Some data:
::::::

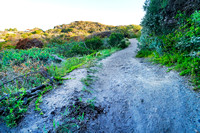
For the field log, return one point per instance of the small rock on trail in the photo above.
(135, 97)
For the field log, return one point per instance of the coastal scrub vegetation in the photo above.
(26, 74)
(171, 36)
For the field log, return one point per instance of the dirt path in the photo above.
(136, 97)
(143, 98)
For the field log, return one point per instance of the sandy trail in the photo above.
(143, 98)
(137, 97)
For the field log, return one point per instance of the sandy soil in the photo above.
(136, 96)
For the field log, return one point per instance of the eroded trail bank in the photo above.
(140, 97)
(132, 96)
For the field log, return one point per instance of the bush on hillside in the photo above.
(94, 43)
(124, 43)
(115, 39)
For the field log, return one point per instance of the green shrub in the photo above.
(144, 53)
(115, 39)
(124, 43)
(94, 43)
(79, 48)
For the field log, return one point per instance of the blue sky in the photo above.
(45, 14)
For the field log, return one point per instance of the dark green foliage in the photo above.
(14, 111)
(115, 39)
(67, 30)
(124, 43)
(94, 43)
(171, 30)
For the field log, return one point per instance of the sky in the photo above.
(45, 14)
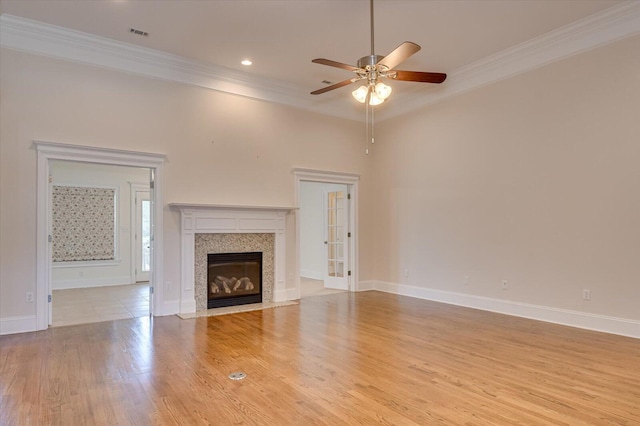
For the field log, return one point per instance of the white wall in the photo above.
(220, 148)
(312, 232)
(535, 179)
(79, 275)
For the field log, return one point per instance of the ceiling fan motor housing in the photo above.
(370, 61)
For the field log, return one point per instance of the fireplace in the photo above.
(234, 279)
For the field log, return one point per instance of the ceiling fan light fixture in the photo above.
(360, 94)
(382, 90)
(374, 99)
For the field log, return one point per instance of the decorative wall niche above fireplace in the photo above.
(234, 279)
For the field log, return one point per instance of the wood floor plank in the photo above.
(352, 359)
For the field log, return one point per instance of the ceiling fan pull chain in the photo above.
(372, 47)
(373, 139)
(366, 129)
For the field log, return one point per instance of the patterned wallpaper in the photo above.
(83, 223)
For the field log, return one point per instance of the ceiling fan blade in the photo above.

::::::

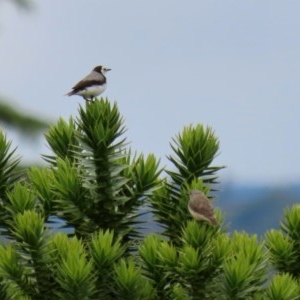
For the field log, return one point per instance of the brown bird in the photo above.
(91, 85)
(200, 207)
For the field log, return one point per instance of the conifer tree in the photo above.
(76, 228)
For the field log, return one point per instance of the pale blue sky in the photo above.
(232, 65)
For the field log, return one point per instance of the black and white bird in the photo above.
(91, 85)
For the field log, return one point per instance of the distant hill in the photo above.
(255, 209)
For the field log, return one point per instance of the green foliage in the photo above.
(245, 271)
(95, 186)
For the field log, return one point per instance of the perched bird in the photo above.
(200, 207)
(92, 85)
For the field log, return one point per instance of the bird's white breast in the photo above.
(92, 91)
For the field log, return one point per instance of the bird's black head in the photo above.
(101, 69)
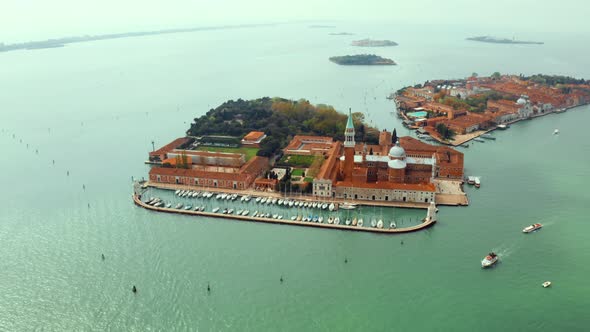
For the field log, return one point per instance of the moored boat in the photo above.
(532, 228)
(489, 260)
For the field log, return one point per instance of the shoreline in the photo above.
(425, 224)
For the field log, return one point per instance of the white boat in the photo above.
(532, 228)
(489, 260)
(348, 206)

::::::

--- WHAT IS NEEDED ---
State how many lines of the data above contain the string "bird", treating uppercase and lowercase as different. Give only the number.

--- WRITTEN ANSWER ---
5